BRIEF: Below is a block of records; reproduce all of them exactly and leave out any pictures.

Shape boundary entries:
————

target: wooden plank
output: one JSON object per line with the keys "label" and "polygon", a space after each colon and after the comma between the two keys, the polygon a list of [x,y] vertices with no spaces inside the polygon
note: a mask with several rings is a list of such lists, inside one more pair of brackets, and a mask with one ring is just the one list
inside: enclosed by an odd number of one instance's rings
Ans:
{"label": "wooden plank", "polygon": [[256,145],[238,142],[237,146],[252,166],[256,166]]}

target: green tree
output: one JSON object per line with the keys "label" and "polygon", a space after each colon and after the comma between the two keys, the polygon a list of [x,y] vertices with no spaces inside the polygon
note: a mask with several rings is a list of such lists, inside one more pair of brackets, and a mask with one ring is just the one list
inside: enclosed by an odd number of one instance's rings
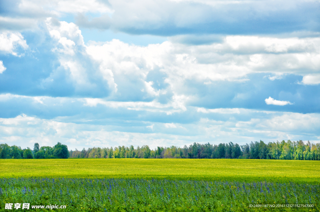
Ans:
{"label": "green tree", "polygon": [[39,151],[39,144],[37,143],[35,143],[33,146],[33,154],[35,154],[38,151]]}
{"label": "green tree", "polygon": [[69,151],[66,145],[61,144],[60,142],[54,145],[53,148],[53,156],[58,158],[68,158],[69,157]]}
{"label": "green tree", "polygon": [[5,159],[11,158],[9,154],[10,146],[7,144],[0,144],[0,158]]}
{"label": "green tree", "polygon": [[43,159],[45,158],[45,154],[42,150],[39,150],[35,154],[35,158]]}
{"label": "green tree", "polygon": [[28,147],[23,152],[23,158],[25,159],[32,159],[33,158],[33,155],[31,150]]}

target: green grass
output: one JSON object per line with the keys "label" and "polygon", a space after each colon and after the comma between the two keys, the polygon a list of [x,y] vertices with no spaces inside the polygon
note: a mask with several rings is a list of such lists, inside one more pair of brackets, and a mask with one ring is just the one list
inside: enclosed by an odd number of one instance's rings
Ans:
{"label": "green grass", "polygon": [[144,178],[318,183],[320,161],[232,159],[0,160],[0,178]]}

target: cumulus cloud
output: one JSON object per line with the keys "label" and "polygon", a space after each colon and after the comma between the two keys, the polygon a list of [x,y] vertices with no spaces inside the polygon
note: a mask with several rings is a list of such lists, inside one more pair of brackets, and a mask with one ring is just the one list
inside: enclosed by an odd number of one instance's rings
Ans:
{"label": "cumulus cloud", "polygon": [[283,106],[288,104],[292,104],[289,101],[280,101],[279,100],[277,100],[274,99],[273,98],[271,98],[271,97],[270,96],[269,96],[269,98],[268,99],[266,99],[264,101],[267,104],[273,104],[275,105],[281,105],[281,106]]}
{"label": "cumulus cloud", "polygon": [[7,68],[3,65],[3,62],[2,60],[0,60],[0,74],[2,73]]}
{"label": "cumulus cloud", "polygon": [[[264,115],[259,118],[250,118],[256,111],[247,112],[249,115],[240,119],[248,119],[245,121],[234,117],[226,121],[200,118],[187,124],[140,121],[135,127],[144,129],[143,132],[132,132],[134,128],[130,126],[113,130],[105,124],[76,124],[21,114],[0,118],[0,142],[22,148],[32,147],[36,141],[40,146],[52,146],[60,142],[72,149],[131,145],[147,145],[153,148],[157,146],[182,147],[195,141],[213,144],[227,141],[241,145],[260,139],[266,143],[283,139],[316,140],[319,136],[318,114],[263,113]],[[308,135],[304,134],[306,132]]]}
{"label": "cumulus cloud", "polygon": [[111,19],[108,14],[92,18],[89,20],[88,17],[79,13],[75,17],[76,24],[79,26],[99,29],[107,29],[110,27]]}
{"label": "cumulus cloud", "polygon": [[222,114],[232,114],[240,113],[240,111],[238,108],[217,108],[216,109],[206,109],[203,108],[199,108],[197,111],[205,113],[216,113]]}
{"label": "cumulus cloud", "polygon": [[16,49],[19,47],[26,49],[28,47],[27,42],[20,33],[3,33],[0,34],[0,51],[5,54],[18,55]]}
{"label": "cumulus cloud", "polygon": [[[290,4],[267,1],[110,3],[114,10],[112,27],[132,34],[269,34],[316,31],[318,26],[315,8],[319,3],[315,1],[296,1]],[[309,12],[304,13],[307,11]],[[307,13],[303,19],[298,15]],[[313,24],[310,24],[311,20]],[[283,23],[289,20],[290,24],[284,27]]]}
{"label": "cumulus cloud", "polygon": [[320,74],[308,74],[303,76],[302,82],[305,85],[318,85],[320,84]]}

————

CORRECT RESPONSE:
target: wooden plank
output: one JSON object per line with the keys "label" and "polygon", a space after each colon and after the comma between the two keys, the polygon a list of [x,y] vertices with no spaces inside the polygon
note: a mask with several rings is a list of such lists, inside one more pair of brackets, and a mask with one ring is just the one list
inside: enclosed by an odd number of one instance's rings
Ans:
{"label": "wooden plank", "polygon": [[256,145],[238,142],[237,146],[252,166],[256,166]]}

target: green tree
output: one JSON object per line with the keys "label" and "polygon", a space after each colon and after the comma between the two keys, the polygon a list of [x,y] vertices with no spaces inside the polygon
note: a mask with several rings is a list of such lists, inside one more pair of brackets, and a mask with one ring is just the one list
inside: enclosed by an odd number of one instance's rings
Ans:
{"label": "green tree", "polygon": [[39,151],[39,144],[37,143],[35,143],[33,146],[33,154],[35,154],[38,151]]}
{"label": "green tree", "polygon": [[69,151],[66,145],[61,144],[60,142],[54,145],[53,148],[53,156],[58,158],[68,158],[69,157]]}
{"label": "green tree", "polygon": [[5,159],[11,158],[9,154],[10,146],[7,144],[0,144],[0,158]]}
{"label": "green tree", "polygon": [[43,159],[45,158],[45,154],[42,150],[39,150],[35,154],[35,158]]}
{"label": "green tree", "polygon": [[28,147],[23,152],[23,158],[25,159],[32,159],[33,158],[33,155],[31,150]]}

target: green grass
output: one JSON object per line with the keys "label" and "polygon", a space after each colon and after the comma between the two keys, the polygon a list of [x,y] vertices with no spaces inside the polygon
note: a mask with several rings is a list of such lists, inside one more pair of brackets, and a mask with one ring is just the one list
inside: enclosed by an odd number of one instance's rings
Ans:
{"label": "green grass", "polygon": [[144,178],[318,183],[320,161],[232,159],[0,160],[0,178]]}

target: cumulus cloud
output: one JSON object per line with the keys "label" and "polygon", a space after each colon and after the comma between the two keys, the polygon a list of [x,y] vertices with no spaces inside the polygon
note: a mask with several rings is a list of such lists, inside one more pair of brackets, and a mask with one ring is just the one list
inside: enclosed by an odd number of one instance's rings
Ans:
{"label": "cumulus cloud", "polygon": [[283,106],[288,104],[292,104],[289,101],[280,101],[279,100],[277,100],[274,99],[273,98],[271,98],[271,97],[270,96],[269,96],[269,98],[268,99],[266,99],[264,101],[267,104],[273,104],[275,105],[281,105],[281,106]]}
{"label": "cumulus cloud", "polygon": [[7,68],[3,65],[3,62],[2,60],[0,60],[0,74],[2,73]]}
{"label": "cumulus cloud", "polygon": [[[264,115],[259,118],[250,118],[256,111],[247,112],[249,115],[240,119],[248,119],[245,121],[234,117],[226,121],[200,118],[187,124],[140,121],[135,127],[144,129],[143,132],[132,132],[134,128],[130,126],[113,130],[105,124],[76,124],[21,114],[0,118],[0,142],[22,148],[32,147],[36,141],[40,146],[52,146],[60,142],[72,149],[131,145],[147,145],[153,148],[157,146],[182,147],[195,141],[213,144],[227,141],[241,145],[260,139],[266,143],[283,139],[316,140],[319,136],[318,114],[263,113]],[[308,135],[304,134],[306,132]]]}
{"label": "cumulus cloud", "polygon": [[111,19],[108,14],[92,18],[89,20],[88,17],[79,13],[75,17],[76,24],[79,26],[99,29],[107,29],[110,27]]}
{"label": "cumulus cloud", "polygon": [[222,114],[232,114],[240,113],[240,111],[238,108],[217,108],[216,109],[206,109],[203,108],[199,108],[197,111],[205,113],[216,113]]}
{"label": "cumulus cloud", "polygon": [[16,49],[19,47],[26,49],[28,47],[27,42],[20,33],[3,33],[0,34],[0,51],[5,54],[18,55]]}
{"label": "cumulus cloud", "polygon": [[[290,4],[267,1],[110,3],[114,10],[112,27],[132,34],[269,34],[316,31],[318,26],[315,8],[319,3],[315,1],[296,1]],[[309,12],[304,13],[307,11]],[[307,13],[303,19],[298,15]],[[313,24],[310,24],[311,20]],[[283,23],[289,20],[290,24],[284,27]]]}
{"label": "cumulus cloud", "polygon": [[320,74],[308,74],[303,76],[302,82],[305,85],[318,85],[320,84]]}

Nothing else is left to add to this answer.